··· Extrait fourni ···

Un mois : c'est le délai qui aura été nécessaire à Jean-Pierre Raffarin pour décider... de ne pas décider.
Le Premier ministre était plongé dans l'embarras par sa majorité qui avait adopté sous forme d'amendements deux mesures restreignant l'accès aux soins des plus démunis : l'introduction d'un ticket modérateur pour les soins dispensés en ville dans le cadre de l'aide médicale d'Etat (AME), dont bénéficient les étrangers en situation irrégulière, et le report de l'ouverture des droits au premier jour du mois suivant la décision d'attribution pour les allocataires de la couverture maladie universelle (CMU), au lieu de l'actuelle prise en charge immédiate.
Des mesures justifiées au nom de la « responsabilisation » des patients, le coût annuel de l'AME ayant dérapé ces deux dernières années de 76 à 506 millions d'euros.

··· Données fournies ···

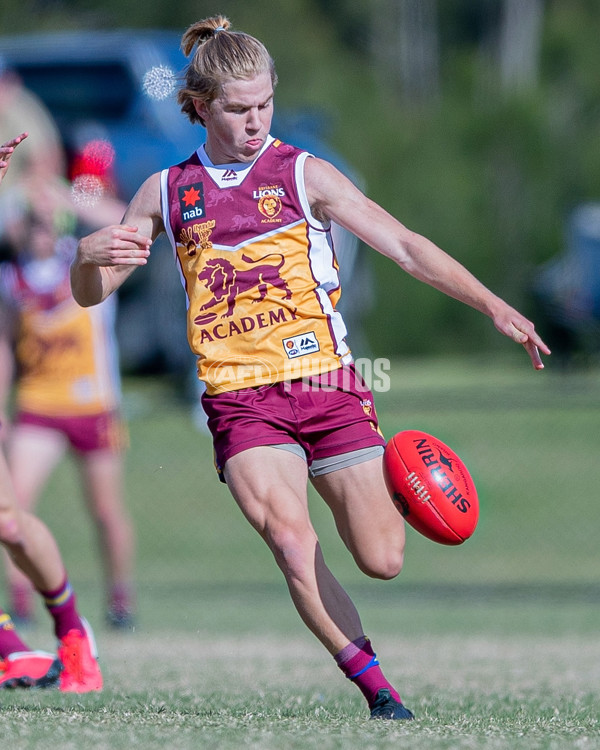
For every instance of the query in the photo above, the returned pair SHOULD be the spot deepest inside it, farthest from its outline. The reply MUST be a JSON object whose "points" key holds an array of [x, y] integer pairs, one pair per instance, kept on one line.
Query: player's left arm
{"points": [[107, 257], [333, 196]]}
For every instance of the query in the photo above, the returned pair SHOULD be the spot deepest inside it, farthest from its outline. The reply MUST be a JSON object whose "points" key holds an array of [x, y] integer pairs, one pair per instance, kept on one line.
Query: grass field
{"points": [[493, 644]]}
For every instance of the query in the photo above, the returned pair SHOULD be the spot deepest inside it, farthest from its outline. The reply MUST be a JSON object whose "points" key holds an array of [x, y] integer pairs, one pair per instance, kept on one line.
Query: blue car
{"points": [[94, 83]]}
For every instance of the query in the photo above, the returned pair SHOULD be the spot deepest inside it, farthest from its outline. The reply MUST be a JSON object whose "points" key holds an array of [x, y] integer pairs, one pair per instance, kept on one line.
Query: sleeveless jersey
{"points": [[66, 355], [259, 271]]}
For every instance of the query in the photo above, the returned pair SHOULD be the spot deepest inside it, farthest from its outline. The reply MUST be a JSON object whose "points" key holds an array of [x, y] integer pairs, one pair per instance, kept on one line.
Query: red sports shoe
{"points": [[29, 669], [79, 657]]}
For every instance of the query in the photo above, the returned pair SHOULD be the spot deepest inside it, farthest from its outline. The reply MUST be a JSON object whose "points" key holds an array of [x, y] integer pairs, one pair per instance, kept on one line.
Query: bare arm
{"points": [[333, 196], [106, 258]]}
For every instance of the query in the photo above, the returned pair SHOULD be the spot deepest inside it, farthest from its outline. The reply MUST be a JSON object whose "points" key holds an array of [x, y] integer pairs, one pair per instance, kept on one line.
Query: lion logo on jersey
{"points": [[226, 282]]}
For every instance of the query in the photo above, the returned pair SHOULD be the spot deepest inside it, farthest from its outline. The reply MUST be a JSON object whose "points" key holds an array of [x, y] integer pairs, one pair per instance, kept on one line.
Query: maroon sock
{"points": [[61, 604], [9, 640], [21, 601], [359, 663]]}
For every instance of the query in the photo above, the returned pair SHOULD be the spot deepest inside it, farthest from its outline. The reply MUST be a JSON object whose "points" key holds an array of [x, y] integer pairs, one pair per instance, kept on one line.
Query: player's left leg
{"points": [[102, 472], [373, 531], [365, 516], [28, 479], [33, 549]]}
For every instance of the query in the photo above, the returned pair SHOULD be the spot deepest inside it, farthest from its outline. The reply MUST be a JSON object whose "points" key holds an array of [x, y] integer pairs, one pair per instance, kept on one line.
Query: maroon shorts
{"points": [[327, 416], [93, 432]]}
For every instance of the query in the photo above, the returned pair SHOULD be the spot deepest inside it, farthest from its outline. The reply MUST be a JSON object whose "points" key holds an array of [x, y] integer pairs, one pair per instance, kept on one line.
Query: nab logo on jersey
{"points": [[191, 202]]}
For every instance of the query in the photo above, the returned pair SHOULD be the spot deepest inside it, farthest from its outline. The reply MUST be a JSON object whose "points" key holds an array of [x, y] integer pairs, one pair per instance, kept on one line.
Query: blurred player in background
{"points": [[33, 548], [249, 218], [67, 392]]}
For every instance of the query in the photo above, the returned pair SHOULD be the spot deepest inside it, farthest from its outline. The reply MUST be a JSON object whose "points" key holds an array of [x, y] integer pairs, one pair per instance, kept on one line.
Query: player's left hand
{"points": [[114, 246], [522, 331]]}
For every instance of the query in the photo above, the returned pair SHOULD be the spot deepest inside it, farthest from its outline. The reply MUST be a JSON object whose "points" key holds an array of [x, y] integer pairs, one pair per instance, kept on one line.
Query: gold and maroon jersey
{"points": [[66, 355], [259, 271]]}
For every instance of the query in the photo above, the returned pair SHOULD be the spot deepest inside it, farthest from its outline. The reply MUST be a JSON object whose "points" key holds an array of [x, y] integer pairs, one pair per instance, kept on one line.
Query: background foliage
{"points": [[486, 166]]}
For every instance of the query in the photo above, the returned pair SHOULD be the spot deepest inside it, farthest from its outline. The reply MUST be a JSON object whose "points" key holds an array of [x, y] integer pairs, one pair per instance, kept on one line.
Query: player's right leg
{"points": [[269, 485], [28, 479]]}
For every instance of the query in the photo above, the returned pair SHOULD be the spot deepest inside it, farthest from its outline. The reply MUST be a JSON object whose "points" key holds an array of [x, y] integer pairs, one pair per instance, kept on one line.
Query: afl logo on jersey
{"points": [[191, 202]]}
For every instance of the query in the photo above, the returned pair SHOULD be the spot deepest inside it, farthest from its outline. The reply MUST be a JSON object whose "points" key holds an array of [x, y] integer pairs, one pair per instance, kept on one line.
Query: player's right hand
{"points": [[116, 245]]}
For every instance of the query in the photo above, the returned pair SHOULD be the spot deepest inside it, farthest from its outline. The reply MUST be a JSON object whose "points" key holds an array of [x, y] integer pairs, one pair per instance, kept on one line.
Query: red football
{"points": [[431, 487]]}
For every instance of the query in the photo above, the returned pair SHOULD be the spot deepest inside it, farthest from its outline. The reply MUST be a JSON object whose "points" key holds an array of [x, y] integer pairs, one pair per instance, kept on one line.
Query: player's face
{"points": [[238, 120]]}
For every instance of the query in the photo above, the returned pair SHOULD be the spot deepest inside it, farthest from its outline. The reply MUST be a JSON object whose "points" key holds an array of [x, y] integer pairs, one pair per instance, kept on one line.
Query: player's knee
{"points": [[383, 564], [10, 530], [292, 552]]}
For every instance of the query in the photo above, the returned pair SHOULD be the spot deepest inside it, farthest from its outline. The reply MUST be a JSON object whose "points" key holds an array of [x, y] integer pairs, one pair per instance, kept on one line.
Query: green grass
{"points": [[493, 644]]}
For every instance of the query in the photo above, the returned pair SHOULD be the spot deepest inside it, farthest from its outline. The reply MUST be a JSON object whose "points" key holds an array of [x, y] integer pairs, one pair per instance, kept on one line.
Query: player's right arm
{"points": [[106, 258]]}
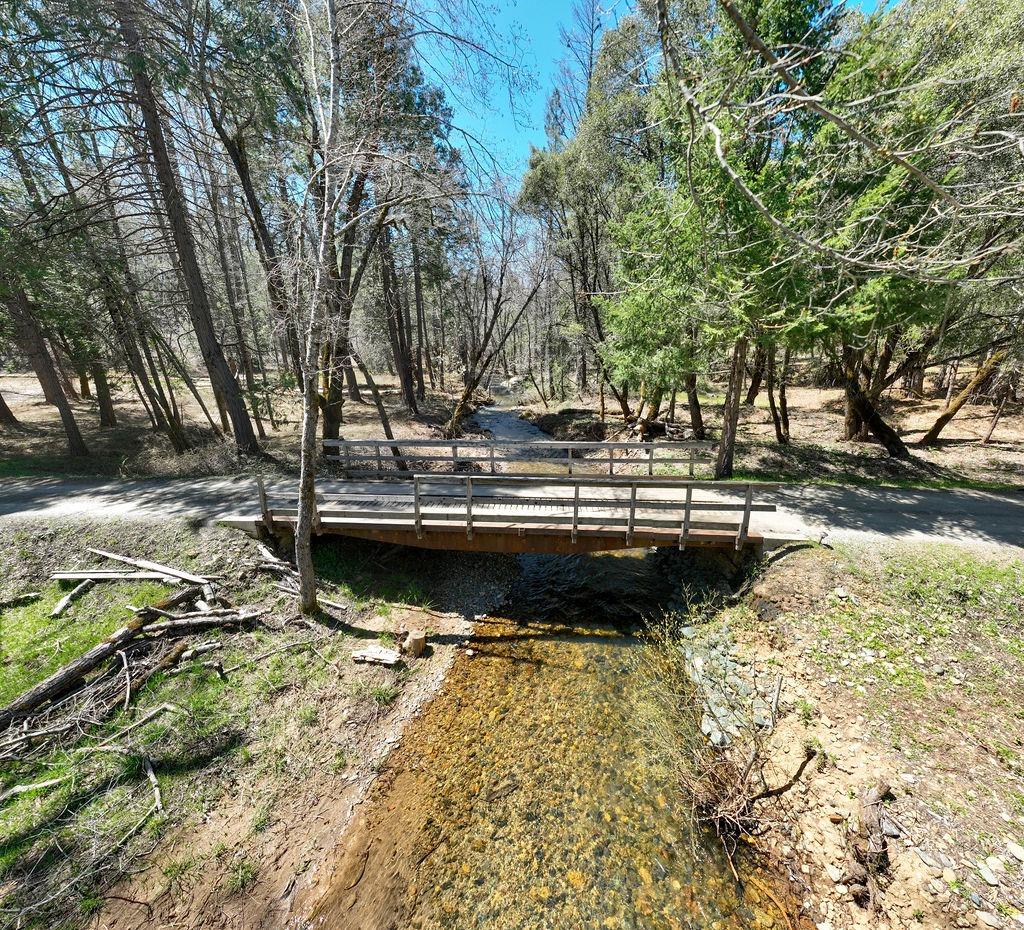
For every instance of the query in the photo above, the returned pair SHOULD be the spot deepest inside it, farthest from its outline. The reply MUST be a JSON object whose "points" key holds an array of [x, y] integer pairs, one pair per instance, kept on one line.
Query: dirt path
{"points": [[804, 511]]}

···

> _Travail demandé_: Poursuivez l'article sur les amendements restreignant l'accès à l'AME et à la CMU, en enchaînant directement sur sa dernière phrase.

> _Exercice corrigé_:
Recadrer le dispositif
Mais cette réforme n'entrera pas en application « pour l'instant », a annoncé Dominique Versini. Le Premier ministre ne « désavoue pas les parlementaires », a expliqué la secrétaire d'Etat à la Lutte contre la précarité et l'exclusion, mais il souhaite « recadrer le dispositif », « prendre le temps de voir comment cela fonctionne ». « Puis, nous dresserons un bilan, cela peut prendre plusieurs mois, ou un an », a-t-elle ajouté.
Autrement dit, si le Premier ministre prend sur lui de ne pas signer les décrets d'application des textes, il n'insulte pas l'avenir en se gardant d'en envisager l'abrogation.
Pour autant, chez les associations qui s'étaient mobilisées contre la réforme, c'est la satisfaction qui domine. Satisfaction « que le gouvernement ait entendu nos arguments et que la tentative de supprimer la gratuité des soins ait échoué », dit Claude Moncorgé ; le président de Médecins du Monde (MDM) a remercié Dominique Versini « d'avoir porté (sa) parole chez le Premier ministre ». C'est du reste dans un centre de soins de son organisation, avenue Parmentier, à Paris, que la secrétaire d'Etat s'était rendue pour faire part de la nouvelle.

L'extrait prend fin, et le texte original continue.